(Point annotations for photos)

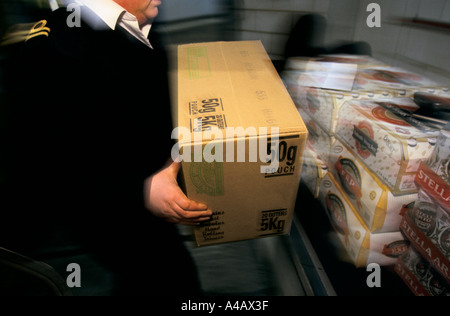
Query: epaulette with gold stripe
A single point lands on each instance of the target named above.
(25, 31)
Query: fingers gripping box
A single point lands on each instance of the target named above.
(388, 139)
(245, 136)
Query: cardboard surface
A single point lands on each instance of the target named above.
(229, 97)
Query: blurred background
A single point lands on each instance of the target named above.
(414, 34)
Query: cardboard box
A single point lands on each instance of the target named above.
(374, 202)
(361, 247)
(221, 87)
(388, 139)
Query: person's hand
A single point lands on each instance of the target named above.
(164, 199)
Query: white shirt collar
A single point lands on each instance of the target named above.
(113, 14)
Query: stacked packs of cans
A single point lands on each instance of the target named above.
(372, 146)
(427, 225)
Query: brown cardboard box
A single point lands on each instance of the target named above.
(221, 87)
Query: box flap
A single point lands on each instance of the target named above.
(232, 84)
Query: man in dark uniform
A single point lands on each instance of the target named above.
(88, 144)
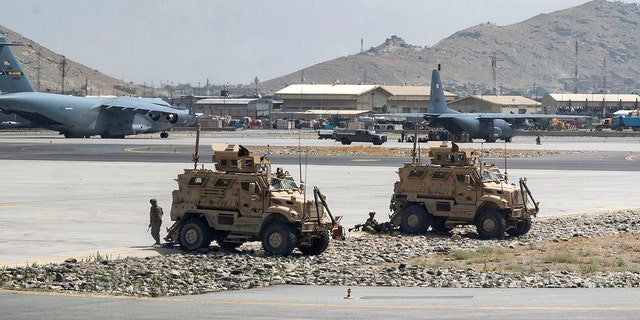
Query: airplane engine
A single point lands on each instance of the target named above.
(154, 116)
(494, 134)
(172, 118)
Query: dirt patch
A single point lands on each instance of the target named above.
(382, 151)
(595, 254)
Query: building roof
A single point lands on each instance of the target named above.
(507, 100)
(336, 89)
(331, 112)
(594, 97)
(412, 91)
(226, 101)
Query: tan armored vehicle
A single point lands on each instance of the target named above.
(243, 201)
(456, 189)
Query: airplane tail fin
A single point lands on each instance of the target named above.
(437, 102)
(12, 77)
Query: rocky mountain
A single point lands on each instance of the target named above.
(531, 57)
(536, 53)
(43, 67)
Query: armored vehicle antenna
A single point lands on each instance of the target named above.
(195, 157)
(415, 140)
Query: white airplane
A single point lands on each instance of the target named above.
(487, 126)
(78, 117)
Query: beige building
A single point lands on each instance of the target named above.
(590, 104)
(497, 104)
(375, 98)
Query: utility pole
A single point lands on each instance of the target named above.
(39, 67)
(494, 64)
(64, 67)
(575, 75)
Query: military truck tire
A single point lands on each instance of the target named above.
(279, 239)
(522, 227)
(415, 220)
(318, 245)
(491, 224)
(194, 234)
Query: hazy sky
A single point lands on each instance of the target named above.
(235, 41)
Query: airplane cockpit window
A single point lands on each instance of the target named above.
(491, 175)
(283, 184)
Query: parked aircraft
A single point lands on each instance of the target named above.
(77, 117)
(487, 126)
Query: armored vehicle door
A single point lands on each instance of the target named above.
(466, 192)
(251, 198)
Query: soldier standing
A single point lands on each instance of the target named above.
(155, 220)
(372, 225)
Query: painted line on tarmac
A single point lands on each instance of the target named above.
(332, 305)
(367, 306)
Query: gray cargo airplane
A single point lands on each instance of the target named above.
(77, 117)
(487, 126)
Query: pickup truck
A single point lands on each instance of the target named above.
(346, 137)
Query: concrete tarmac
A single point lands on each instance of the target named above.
(333, 302)
(53, 210)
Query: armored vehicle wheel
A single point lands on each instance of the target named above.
(521, 228)
(220, 236)
(318, 245)
(490, 224)
(415, 220)
(279, 239)
(194, 234)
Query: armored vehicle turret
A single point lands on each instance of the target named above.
(457, 189)
(242, 200)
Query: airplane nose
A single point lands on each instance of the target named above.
(172, 118)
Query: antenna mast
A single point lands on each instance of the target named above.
(575, 75)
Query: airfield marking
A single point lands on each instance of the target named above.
(346, 305)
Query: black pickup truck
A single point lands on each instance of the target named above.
(346, 137)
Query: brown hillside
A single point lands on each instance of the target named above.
(535, 53)
(539, 51)
(78, 76)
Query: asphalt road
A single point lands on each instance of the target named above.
(331, 302)
(65, 198)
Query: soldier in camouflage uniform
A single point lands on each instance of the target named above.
(372, 225)
(155, 220)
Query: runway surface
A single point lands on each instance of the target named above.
(66, 198)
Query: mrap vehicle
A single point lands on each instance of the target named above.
(242, 200)
(456, 189)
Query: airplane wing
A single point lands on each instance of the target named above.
(407, 115)
(138, 105)
(508, 117)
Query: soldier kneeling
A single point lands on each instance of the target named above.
(372, 225)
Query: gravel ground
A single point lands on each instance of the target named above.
(360, 260)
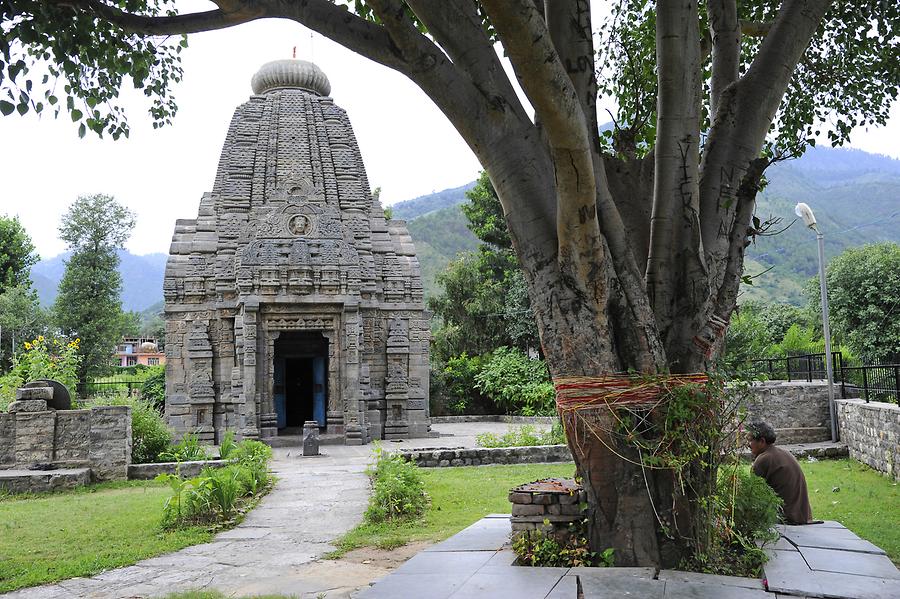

WHAT NEEDS TO BE DONE
Pull out every line of the listing above that contains the word "truck" and copy each one in full.

THE SOLUTION
Query: military truck tire
Query: pickup truck
Query: black pickup truck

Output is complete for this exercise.